» ACTIVITY: Each line of the data should be given again exactly.
Segment Start: RECORDED DATA
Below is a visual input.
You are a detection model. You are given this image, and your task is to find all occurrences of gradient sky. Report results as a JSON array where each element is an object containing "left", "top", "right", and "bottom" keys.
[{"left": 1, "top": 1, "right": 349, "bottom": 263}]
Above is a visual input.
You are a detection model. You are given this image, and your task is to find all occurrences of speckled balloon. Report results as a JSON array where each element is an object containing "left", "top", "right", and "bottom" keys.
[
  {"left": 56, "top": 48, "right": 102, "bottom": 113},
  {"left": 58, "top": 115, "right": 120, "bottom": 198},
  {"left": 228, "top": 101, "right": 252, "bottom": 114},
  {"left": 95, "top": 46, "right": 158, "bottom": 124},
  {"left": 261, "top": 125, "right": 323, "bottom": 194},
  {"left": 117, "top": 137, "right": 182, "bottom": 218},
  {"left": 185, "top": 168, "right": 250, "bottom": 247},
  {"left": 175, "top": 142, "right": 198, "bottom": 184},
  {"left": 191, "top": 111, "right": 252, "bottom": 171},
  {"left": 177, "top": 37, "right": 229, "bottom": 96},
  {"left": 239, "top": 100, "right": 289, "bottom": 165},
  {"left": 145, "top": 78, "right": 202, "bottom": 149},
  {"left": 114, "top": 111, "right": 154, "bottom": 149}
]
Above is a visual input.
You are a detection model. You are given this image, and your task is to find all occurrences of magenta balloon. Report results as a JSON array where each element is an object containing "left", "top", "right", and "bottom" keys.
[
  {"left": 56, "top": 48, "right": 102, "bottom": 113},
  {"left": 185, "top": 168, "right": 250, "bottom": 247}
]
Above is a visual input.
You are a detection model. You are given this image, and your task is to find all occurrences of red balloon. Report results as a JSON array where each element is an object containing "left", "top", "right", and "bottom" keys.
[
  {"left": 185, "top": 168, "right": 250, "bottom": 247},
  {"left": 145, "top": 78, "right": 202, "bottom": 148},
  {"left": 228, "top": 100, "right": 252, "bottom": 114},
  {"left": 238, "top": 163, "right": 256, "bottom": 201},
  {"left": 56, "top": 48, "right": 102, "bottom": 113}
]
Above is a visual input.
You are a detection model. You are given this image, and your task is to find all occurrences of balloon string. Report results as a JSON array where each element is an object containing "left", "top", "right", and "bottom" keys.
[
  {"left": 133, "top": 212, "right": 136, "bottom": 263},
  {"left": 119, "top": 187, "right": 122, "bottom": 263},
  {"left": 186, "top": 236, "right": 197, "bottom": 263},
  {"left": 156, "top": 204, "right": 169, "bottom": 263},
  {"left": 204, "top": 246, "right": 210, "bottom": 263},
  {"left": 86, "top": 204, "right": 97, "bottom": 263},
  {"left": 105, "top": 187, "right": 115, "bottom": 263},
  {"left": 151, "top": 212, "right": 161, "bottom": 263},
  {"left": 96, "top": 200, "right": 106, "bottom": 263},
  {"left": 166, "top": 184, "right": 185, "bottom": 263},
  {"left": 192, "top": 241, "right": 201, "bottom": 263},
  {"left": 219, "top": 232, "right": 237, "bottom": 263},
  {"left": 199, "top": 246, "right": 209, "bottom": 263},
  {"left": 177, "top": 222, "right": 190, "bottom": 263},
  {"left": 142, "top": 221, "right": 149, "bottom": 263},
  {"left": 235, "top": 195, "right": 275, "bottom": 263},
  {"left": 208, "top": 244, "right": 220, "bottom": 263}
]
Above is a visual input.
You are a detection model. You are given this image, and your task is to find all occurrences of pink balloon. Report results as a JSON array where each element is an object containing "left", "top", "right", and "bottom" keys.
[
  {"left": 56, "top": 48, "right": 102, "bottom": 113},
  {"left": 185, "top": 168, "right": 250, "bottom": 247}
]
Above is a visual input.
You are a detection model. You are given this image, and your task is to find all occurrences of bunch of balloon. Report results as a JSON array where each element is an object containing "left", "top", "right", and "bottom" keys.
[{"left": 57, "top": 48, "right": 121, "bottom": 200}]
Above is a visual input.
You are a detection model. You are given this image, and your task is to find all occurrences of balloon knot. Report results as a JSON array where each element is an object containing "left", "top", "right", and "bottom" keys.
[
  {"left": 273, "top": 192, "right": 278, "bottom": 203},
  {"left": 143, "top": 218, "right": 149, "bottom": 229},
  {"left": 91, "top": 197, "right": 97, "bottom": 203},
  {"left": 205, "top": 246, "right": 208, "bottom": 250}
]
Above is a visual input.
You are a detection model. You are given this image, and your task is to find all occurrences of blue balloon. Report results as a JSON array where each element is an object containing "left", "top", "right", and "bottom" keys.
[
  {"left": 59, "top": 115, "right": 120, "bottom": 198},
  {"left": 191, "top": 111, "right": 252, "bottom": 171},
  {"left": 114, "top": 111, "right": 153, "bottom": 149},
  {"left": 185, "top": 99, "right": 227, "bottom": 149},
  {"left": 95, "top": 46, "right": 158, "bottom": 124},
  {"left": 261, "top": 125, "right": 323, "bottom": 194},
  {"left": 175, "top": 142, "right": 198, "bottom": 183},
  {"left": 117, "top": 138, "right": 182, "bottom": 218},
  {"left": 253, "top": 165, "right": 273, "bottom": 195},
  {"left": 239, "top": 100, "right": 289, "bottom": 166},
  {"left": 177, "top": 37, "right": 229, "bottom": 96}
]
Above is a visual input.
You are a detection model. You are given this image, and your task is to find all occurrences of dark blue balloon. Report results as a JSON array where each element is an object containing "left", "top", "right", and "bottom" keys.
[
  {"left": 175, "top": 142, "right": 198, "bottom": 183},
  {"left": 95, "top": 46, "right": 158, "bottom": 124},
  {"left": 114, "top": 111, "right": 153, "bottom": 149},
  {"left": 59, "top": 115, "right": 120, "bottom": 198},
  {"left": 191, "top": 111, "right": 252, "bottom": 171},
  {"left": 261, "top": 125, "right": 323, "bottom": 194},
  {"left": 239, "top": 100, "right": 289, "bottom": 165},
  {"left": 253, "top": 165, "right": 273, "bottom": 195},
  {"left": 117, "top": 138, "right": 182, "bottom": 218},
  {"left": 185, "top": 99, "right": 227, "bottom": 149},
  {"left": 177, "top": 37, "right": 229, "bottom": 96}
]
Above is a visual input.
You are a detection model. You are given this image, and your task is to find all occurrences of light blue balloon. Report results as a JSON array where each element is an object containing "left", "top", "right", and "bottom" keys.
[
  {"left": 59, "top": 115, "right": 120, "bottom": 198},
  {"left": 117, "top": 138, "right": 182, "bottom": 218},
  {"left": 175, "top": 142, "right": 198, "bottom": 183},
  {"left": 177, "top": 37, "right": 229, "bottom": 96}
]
Segment End: RECORDED DATA
» COMPLETED TASK:
Below is a visual input.
You are a detection model. You are given this image, and your task is to find all occurrences of gradient sky. Report results as a JSON array where each element is an object containing "left", "top", "right", and "bottom" keys.
[{"left": 1, "top": 1, "right": 349, "bottom": 263}]
Above is a visual input.
You are a detection model. You are given this image, and your task is to find all occurrences of speckled balloon. Report results as a JSON array where each element is an object containing "left", "top", "right", and "bottom" keys.
[
  {"left": 56, "top": 48, "right": 102, "bottom": 113},
  {"left": 58, "top": 115, "right": 120, "bottom": 198},
  {"left": 228, "top": 101, "right": 252, "bottom": 114},
  {"left": 95, "top": 46, "right": 158, "bottom": 124},
  {"left": 261, "top": 125, "right": 323, "bottom": 194},
  {"left": 117, "top": 137, "right": 182, "bottom": 218},
  {"left": 185, "top": 168, "right": 250, "bottom": 247},
  {"left": 175, "top": 142, "right": 198, "bottom": 184},
  {"left": 191, "top": 111, "right": 252, "bottom": 171},
  {"left": 177, "top": 37, "right": 229, "bottom": 96},
  {"left": 239, "top": 100, "right": 289, "bottom": 165},
  {"left": 145, "top": 78, "right": 202, "bottom": 149},
  {"left": 114, "top": 111, "right": 154, "bottom": 149}
]
Above is a visual input.
You are a detection model. You are given this image, and your task is to find all occurrences of magenta balloon. Report results as a JSON array where each element is an object containing "left", "top", "right", and "bottom" keys.
[
  {"left": 56, "top": 48, "right": 102, "bottom": 113},
  {"left": 185, "top": 168, "right": 250, "bottom": 247}
]
Above is a visual input.
You are a detection model. You are given this image, and your task is to find all occurrences of red balloon. Report results as a JSON array where each element is an object containing "left", "top", "right", and "bottom" keys.
[
  {"left": 185, "top": 168, "right": 250, "bottom": 247},
  {"left": 145, "top": 78, "right": 202, "bottom": 148},
  {"left": 228, "top": 100, "right": 252, "bottom": 114},
  {"left": 238, "top": 163, "right": 256, "bottom": 201},
  {"left": 56, "top": 48, "right": 102, "bottom": 113}
]
Above is a visual input.
You are a detection model. You are given this image, and your task is to find all occurrences of balloon string. Report results as a JSON array where each element is an object containing "left", "top", "right", and "bottom" keys.
[
  {"left": 133, "top": 212, "right": 136, "bottom": 263},
  {"left": 119, "top": 187, "right": 122, "bottom": 263},
  {"left": 186, "top": 236, "right": 197, "bottom": 263},
  {"left": 156, "top": 204, "right": 169, "bottom": 263},
  {"left": 204, "top": 246, "right": 210, "bottom": 263},
  {"left": 86, "top": 204, "right": 97, "bottom": 263},
  {"left": 105, "top": 187, "right": 115, "bottom": 263},
  {"left": 151, "top": 212, "right": 161, "bottom": 263},
  {"left": 96, "top": 200, "right": 106, "bottom": 263},
  {"left": 166, "top": 184, "right": 185, "bottom": 263},
  {"left": 192, "top": 241, "right": 201, "bottom": 263},
  {"left": 219, "top": 232, "right": 237, "bottom": 263},
  {"left": 199, "top": 246, "right": 209, "bottom": 263},
  {"left": 177, "top": 222, "right": 190, "bottom": 263},
  {"left": 142, "top": 221, "right": 149, "bottom": 263},
  {"left": 235, "top": 195, "right": 275, "bottom": 263},
  {"left": 208, "top": 244, "right": 220, "bottom": 263}
]
Above is a visual input.
You are a detection model. You are given this image, and your task is to find all occurrences of pink balloon. Report results as a JSON array where each element is an object containing "left", "top", "right", and "bottom" keys.
[
  {"left": 56, "top": 48, "right": 102, "bottom": 113},
  {"left": 185, "top": 168, "right": 250, "bottom": 247}
]
Above is a visual input.
You are a detection model. You are given this image, and your task is to find all occurrences of bunch of balloon. Report results as a JSON array where each element is an object containing "left", "top", "right", and "bottom" keys.
[{"left": 57, "top": 48, "right": 121, "bottom": 200}]
Above is a visual input.
You are a detection model. You are given this image, and your task is to find all occurrences of balloon knot. Report results as a JSON array where each element is an object containing "left", "top", "right", and "bottom" keys.
[
  {"left": 273, "top": 192, "right": 278, "bottom": 203},
  {"left": 143, "top": 218, "right": 149, "bottom": 229},
  {"left": 91, "top": 197, "right": 97, "bottom": 203},
  {"left": 205, "top": 246, "right": 208, "bottom": 250}
]
Above is a visual input.
You are a detection model. You are given this image, and your task is to find all occurrences of blue balloon. Report results as a JSON array where each element is an object containing "left", "top", "right", and "bottom" keys.
[
  {"left": 59, "top": 115, "right": 120, "bottom": 198},
  {"left": 191, "top": 111, "right": 252, "bottom": 171},
  {"left": 114, "top": 111, "right": 153, "bottom": 149},
  {"left": 185, "top": 99, "right": 227, "bottom": 149},
  {"left": 95, "top": 46, "right": 158, "bottom": 124},
  {"left": 261, "top": 125, "right": 323, "bottom": 194},
  {"left": 175, "top": 142, "right": 198, "bottom": 183},
  {"left": 117, "top": 138, "right": 182, "bottom": 218},
  {"left": 253, "top": 165, "right": 273, "bottom": 195},
  {"left": 239, "top": 100, "right": 289, "bottom": 166},
  {"left": 177, "top": 37, "right": 229, "bottom": 96}
]
Above is a visual input.
You are a detection model. You are given this image, and your task is to find all occurrences of dark blue balloon. Report results as a JSON array where each element is an object containing "left", "top", "right", and "bottom" keys.
[
  {"left": 175, "top": 142, "right": 198, "bottom": 183},
  {"left": 95, "top": 46, "right": 158, "bottom": 124},
  {"left": 114, "top": 111, "right": 153, "bottom": 149},
  {"left": 59, "top": 115, "right": 120, "bottom": 198},
  {"left": 191, "top": 111, "right": 252, "bottom": 171},
  {"left": 261, "top": 125, "right": 323, "bottom": 194},
  {"left": 239, "top": 100, "right": 289, "bottom": 165},
  {"left": 253, "top": 165, "right": 273, "bottom": 195},
  {"left": 117, "top": 138, "right": 182, "bottom": 218},
  {"left": 185, "top": 99, "right": 227, "bottom": 149},
  {"left": 177, "top": 37, "right": 229, "bottom": 96}
]
Above is a visual input.
You are a detection model. You are given this image, and your task is to find all occurrences of light blue balloon. Report results as a JSON array where each element is an object containing "left", "top", "right", and "bottom" keys.
[
  {"left": 59, "top": 115, "right": 120, "bottom": 198},
  {"left": 117, "top": 138, "right": 182, "bottom": 218},
  {"left": 175, "top": 142, "right": 198, "bottom": 183},
  {"left": 177, "top": 37, "right": 229, "bottom": 96}
]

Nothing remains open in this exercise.